Unter Verdacht

PDF der Druckfassung aus Sezession 96/ Juni 2020

Götz Kubitschek

Götz Kubitschek leitet den Verlag Antaios

Seit März wis­sen wir, daß das Insti­tut für Staats­po­li­tik, also der Besit­zer und Her­aus­ge­ber die­ser Zeit­schrift, vom Ver­fas­sungs­schutz beob­ach­tet wird, weil es Anhalts­punk­te für den Ver­dacht auf Bestre­bun­gen gegen die frei­heit­li­che demo­kra­ti­sche Grund­ord­nung der Bun­des­re­pu­blik Deutsch­land gebe. Daß wir nun an der Rei­he sind, hat uns eben­so­we­nig über­rascht wie die Faden­schei­nig­keit der Begrün­dung und die man­geln­de Mühe, die sich der VS noch gibt, sei­ne instru­men­ta­li­sier­te Rol­le zu kaschieren.
────────────────────
KURZE ÜBUNG A >>
Von wem wird das Institut für Staatspolitik laut dem Quelldokument seit März beobachtet?
Die Datensätze stehen in keinem Zusammenhang mit dem Quelldokument.
────────────────────
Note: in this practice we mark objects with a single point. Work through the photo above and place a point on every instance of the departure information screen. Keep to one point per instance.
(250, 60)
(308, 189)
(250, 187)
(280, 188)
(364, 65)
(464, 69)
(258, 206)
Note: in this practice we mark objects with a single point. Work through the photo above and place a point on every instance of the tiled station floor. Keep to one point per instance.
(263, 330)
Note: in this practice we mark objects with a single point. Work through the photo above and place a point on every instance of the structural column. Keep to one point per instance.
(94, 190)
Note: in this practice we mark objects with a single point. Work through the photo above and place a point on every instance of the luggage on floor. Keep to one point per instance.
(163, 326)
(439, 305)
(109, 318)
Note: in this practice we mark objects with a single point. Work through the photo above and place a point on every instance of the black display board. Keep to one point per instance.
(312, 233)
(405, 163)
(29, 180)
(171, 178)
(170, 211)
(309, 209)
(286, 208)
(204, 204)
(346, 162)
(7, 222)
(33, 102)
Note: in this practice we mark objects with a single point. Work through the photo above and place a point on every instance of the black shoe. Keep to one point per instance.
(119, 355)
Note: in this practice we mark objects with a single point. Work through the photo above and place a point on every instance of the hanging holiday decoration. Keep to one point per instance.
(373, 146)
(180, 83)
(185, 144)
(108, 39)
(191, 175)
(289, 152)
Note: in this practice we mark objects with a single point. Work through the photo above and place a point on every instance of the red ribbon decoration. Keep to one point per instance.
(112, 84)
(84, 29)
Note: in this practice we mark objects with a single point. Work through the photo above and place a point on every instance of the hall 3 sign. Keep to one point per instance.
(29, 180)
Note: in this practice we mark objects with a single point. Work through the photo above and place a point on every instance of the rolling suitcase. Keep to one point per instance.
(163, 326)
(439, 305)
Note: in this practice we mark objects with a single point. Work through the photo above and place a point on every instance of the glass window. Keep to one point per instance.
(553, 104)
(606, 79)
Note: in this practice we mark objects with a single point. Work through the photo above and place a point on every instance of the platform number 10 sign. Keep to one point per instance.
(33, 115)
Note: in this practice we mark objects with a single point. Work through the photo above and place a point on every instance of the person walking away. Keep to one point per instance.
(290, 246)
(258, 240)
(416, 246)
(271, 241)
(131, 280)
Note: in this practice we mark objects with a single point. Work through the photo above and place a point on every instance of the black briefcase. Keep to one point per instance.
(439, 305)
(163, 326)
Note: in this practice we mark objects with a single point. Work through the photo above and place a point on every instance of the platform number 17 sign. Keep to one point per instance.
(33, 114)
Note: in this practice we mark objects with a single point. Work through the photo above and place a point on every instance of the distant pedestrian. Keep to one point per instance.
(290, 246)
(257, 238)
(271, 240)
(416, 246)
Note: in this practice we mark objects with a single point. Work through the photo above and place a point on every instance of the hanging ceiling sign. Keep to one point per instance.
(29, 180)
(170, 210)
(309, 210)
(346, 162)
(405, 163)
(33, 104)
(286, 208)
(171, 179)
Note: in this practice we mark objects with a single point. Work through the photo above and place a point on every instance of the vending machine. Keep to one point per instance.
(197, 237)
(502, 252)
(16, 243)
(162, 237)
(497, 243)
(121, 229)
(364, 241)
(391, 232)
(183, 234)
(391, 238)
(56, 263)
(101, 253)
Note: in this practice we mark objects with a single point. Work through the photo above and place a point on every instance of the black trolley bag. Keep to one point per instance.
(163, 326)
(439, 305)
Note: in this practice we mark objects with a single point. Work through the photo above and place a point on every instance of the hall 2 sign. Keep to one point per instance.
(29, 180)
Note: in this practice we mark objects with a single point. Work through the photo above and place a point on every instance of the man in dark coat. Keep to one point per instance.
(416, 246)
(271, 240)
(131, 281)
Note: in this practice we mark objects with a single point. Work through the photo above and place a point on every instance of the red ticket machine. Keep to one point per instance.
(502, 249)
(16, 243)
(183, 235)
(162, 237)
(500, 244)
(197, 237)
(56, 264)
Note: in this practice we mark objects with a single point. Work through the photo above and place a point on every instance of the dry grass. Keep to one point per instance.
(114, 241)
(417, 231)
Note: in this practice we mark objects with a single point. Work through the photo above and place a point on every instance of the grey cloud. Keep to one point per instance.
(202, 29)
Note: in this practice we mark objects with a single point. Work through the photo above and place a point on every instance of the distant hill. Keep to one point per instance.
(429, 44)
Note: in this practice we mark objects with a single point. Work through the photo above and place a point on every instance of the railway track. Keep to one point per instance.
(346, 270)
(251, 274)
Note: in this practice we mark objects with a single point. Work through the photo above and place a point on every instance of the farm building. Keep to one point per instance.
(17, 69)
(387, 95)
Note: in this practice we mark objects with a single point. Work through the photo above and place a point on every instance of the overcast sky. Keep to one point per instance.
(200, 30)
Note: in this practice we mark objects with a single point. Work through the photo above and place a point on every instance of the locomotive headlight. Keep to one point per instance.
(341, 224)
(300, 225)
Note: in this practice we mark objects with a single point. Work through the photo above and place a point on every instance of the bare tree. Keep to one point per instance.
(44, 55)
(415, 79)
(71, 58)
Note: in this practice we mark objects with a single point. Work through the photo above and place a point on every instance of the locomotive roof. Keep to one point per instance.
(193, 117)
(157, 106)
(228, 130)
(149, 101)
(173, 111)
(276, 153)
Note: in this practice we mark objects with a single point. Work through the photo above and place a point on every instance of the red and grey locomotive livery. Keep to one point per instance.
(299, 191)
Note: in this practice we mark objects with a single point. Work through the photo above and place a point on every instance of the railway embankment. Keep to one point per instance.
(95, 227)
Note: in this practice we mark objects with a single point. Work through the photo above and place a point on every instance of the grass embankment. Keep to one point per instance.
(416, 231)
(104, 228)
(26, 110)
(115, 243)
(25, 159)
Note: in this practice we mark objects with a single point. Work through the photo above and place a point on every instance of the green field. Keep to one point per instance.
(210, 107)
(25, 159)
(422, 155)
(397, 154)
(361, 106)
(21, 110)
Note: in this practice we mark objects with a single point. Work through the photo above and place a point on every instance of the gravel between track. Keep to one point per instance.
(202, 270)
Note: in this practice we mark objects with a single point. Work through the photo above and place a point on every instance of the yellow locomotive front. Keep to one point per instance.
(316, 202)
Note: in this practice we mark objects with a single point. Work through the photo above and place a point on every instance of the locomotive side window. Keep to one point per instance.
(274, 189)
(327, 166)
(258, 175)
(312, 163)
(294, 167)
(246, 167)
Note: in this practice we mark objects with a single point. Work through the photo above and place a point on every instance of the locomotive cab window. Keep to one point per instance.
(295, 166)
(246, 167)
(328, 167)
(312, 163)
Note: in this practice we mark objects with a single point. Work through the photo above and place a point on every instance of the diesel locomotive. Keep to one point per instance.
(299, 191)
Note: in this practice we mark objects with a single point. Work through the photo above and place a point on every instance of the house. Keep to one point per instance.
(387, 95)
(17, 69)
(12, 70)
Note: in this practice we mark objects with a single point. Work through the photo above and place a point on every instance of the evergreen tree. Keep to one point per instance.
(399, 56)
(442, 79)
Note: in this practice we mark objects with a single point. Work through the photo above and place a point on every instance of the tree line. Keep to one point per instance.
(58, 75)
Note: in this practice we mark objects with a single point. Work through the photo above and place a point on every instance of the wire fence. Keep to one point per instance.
────────────────────
KURZE ÜBUNG B >>
Welche Zeilen der Datensätze enthalten das Wort „tree“? Gib jede davon zurück und achte dabei auf Groß- und Kleinschreibung.

AUSGEARBEITETE LÖSUNG A >>
Vom Verfassungsschutz.

AUSGEARBEITETE LÖSUNG B >>
Note: in this practice we mark objects with a single point. Work through the photo above and place a point on every instance of the bare tree. Keep to one point per instance.
Note: in this practice we mark objects with a single point. Work through the photo above and place a point on every instance of the evergreen tree. Keep to one point per instance.
Note: in this practice we mark objects with a single point. Work through the photo above and place a point on every instance of the tree line. Keep to one point per instance.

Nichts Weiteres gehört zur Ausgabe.